• _Problems and tasks_:
(a) In the page on RAG cost, what does intent routing skip for small talk?
(b) Resume the page on RAG cost after its last sentence.

• _Exercise text_:
------------------------------------
Skip to main content
RAG cost comes from two places: embedding your content (once, at ingest) and LLM calls (every chat turn). Here’s where to tune.

LLM cost

The biggest lever. Pricing per 1M tokens (input / output):
ModelInputOutputUse for
gpt-4o-mini$0.15$0.60Cheap generation, rewriting, summarization
gemini-2.5-flash-lite$0.10$0.40Lowest-cost option
gemini-2.5-flash$0.30$2.50Fast, cost-efficient
gpt-4o$2.50$10.00Complex reasoning, tool use
claude-haiku-4-5$1.00$5.00Lightweight tasks
claude-sonnet-4-6$3.00$15.00Balanced
Default to gpt-4o-mini. Reserve gpt-4o / claude-sonnet for turns that genuinely need stronger reasoning.

Spend less per turn

  • History compaction - summarizes old turns so you don’t resend the whole transcript every message. The single biggest saver on long chats. See chat tuning.
  • Intent routing - skips retrieval (and its context tokens) for small talk. On by default.
  • Cheap rewrite model - query rewriting is short and mechanical; point rewrite_llm at gpt-4o-mini even if your main model is larger. See query rewriting.
------------------------------------
Saved data entries
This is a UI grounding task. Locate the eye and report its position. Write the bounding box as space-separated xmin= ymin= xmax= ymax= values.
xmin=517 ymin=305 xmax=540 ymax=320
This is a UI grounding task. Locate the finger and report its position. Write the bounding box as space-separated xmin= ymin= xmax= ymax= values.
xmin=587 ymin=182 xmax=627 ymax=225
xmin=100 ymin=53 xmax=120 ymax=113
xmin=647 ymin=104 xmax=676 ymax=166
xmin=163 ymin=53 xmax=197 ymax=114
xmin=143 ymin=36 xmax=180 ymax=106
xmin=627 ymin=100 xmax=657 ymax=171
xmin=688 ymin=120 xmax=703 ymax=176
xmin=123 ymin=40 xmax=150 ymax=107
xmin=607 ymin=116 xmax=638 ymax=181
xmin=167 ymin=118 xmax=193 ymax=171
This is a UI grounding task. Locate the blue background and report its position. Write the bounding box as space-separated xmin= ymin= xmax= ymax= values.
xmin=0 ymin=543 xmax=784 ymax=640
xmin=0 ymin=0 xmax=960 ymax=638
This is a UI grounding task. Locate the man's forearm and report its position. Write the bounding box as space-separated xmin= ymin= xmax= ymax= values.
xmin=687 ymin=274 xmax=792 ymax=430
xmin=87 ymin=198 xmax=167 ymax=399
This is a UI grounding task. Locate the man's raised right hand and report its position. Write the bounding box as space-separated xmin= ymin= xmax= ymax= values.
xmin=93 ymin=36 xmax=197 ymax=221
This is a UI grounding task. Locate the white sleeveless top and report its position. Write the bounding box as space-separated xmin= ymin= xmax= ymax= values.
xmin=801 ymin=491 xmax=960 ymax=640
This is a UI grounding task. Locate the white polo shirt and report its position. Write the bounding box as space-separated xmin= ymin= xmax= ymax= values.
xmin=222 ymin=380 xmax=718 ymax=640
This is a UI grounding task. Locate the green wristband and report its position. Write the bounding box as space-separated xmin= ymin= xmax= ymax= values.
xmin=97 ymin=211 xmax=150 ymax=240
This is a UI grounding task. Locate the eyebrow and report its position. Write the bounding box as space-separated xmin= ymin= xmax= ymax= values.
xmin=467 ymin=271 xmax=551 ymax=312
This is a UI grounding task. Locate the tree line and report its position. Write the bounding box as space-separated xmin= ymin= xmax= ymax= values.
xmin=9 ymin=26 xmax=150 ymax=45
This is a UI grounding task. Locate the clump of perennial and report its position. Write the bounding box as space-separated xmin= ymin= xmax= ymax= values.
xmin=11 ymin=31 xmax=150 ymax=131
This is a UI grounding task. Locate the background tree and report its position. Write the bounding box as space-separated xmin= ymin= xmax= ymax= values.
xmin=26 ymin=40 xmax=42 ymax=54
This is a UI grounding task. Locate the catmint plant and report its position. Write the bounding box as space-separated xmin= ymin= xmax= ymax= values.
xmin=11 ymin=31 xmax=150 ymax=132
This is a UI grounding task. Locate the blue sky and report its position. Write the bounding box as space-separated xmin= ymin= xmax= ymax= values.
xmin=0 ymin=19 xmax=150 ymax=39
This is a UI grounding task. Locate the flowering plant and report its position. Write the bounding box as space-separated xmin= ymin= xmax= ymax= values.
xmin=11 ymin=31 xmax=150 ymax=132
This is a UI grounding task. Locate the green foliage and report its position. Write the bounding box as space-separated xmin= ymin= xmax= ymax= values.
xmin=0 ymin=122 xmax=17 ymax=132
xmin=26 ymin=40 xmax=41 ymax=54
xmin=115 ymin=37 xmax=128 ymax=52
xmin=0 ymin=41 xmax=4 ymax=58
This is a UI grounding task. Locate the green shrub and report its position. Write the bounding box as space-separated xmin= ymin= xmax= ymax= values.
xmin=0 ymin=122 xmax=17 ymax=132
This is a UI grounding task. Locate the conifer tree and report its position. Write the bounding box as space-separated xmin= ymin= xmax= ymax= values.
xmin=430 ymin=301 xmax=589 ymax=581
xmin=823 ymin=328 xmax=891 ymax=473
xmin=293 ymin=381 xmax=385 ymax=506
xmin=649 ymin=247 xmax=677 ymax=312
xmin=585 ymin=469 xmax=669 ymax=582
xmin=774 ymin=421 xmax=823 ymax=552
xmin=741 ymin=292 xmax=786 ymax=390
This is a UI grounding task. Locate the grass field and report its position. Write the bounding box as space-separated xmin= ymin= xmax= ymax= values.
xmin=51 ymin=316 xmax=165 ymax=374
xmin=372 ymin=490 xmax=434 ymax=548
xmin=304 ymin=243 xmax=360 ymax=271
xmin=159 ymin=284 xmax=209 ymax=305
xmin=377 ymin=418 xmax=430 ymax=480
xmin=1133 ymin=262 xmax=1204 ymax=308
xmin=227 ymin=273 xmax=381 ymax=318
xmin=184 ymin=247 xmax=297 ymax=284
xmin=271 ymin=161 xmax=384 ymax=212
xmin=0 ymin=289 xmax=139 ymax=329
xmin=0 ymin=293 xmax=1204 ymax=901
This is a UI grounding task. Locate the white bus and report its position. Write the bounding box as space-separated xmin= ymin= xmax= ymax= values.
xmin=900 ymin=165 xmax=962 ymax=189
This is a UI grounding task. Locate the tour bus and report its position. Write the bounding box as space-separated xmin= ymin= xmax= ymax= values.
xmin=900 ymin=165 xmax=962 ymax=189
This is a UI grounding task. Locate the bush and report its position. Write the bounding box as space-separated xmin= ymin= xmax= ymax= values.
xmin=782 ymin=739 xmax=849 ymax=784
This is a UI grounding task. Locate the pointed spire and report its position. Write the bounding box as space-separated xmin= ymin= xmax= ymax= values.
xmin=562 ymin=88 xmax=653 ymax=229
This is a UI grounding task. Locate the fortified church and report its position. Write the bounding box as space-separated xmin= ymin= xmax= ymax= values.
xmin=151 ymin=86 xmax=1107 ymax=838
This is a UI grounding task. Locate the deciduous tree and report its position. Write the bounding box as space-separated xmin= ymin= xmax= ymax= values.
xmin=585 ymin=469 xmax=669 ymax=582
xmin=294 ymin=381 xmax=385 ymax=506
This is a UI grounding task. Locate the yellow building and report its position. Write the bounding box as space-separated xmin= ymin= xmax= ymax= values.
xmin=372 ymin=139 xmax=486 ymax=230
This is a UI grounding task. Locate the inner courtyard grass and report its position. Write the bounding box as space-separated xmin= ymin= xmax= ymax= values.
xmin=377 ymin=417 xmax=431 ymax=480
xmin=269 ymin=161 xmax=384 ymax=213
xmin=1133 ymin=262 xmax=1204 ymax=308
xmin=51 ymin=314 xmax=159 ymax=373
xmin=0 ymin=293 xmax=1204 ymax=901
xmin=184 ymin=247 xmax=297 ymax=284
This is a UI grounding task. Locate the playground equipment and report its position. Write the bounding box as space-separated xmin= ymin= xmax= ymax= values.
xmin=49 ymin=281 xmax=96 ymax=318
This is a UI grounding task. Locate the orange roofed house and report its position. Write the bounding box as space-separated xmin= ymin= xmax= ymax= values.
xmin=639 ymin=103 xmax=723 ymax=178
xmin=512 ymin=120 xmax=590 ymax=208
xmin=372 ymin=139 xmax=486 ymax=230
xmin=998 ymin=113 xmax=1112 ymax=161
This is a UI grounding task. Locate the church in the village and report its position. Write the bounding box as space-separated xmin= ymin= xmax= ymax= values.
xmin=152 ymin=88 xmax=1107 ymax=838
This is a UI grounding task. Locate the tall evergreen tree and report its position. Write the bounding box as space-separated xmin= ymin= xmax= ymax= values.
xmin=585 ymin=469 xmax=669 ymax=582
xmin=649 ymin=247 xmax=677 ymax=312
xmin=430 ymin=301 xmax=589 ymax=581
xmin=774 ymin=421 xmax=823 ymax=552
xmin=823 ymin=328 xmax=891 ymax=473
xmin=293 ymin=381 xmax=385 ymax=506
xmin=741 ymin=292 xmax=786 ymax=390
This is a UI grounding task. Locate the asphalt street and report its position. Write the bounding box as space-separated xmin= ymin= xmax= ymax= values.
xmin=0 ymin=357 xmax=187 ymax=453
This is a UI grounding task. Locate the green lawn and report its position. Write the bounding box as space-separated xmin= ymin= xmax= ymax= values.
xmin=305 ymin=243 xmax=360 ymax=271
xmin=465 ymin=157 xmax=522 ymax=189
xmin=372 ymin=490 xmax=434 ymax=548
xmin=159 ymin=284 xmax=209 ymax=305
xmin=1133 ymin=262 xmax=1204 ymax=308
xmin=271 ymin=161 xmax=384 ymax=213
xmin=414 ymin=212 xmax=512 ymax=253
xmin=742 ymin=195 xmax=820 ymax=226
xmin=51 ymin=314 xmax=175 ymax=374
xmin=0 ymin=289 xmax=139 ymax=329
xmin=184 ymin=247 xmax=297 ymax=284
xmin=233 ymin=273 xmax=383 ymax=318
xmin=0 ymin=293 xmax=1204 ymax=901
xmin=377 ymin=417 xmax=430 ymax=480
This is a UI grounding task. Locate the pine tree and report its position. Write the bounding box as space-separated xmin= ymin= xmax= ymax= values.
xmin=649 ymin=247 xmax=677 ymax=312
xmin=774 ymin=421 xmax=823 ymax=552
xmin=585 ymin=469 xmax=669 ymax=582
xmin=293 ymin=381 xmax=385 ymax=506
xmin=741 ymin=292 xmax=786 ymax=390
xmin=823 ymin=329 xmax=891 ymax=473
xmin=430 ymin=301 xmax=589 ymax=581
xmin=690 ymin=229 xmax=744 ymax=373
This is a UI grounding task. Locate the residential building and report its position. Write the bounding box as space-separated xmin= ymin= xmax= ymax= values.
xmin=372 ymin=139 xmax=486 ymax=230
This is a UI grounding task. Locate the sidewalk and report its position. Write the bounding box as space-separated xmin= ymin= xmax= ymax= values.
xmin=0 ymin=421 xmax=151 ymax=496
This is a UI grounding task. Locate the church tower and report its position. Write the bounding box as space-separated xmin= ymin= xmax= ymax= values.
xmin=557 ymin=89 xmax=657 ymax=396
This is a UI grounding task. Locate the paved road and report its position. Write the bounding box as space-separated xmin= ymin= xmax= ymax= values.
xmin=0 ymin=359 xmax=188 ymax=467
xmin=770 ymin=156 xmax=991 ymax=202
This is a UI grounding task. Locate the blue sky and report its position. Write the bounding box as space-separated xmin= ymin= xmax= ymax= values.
------------------------------------
• _Responses by item number_:
(a) Intent routing skips retrieval and its context tokens for small talk.

(b)
  • max_context_chunks - cap how many retrieved chunks get sent to the LLM (ChatRetrievalQualityConfig).
  • max_tokens - cap output length on rag.llm(...).

Embedding cost

  • Model choice - voyage-3-lite is cheaper than voyage-3 / voyage-3-large. Use lite for high-volume or less nuanced content.
  • Chunk size - bigger chunks mean fewer chunks to embed. Don’t go so big that retrieval gets noisy (see chunking).
  • batch_size - larger batches mean fewer API round-trips.
  • Embed once - store vectors; never re-embed unchanged content. Use edit() to update only what changed.

Reranking cost

  • Use BM25 (provider="bm25") for a free, local reranker instead of an API call - good when exact-term matching is enough. See reranking.